A faithful copy of the entries is required, with no images in it.

Referring expression pointing data:
'''

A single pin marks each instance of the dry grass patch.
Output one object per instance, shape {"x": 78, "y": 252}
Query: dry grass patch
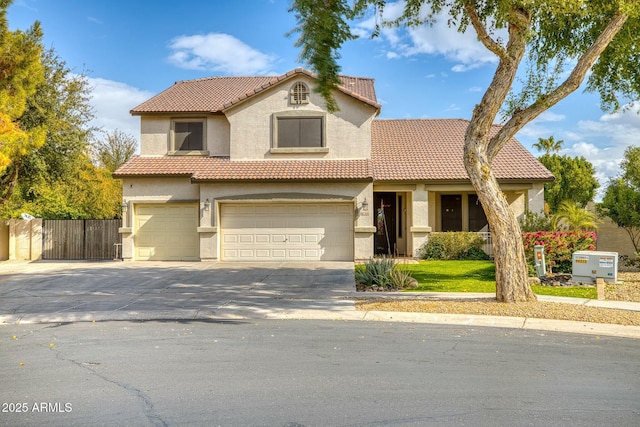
{"x": 538, "y": 310}
{"x": 627, "y": 290}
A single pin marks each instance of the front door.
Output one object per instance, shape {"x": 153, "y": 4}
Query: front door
{"x": 384, "y": 208}
{"x": 477, "y": 217}
{"x": 451, "y": 212}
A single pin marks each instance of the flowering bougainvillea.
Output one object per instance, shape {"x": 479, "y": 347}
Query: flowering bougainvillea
{"x": 559, "y": 246}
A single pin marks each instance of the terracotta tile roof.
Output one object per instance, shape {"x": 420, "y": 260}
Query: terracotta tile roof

'''

▶ Task result
A single pin marks each instance of the dry grass patch.
Output one object per instance, shape {"x": 78, "y": 252}
Query: dry grass patch
{"x": 538, "y": 310}
{"x": 627, "y": 290}
A single pin marks each instance of the front door.
Output one object per instance, shape {"x": 153, "y": 4}
Query: front door
{"x": 384, "y": 208}
{"x": 477, "y": 217}
{"x": 451, "y": 212}
A single pin marks each instance of the flowering bougainvillea.
Output one object per instance, shape {"x": 479, "y": 347}
Query: flowering bougainvillea
{"x": 559, "y": 246}
A single pin marks each instance of the terracotta tile roof.
Output one object per instance, shape {"x": 420, "y": 260}
Query: terracotta tile roof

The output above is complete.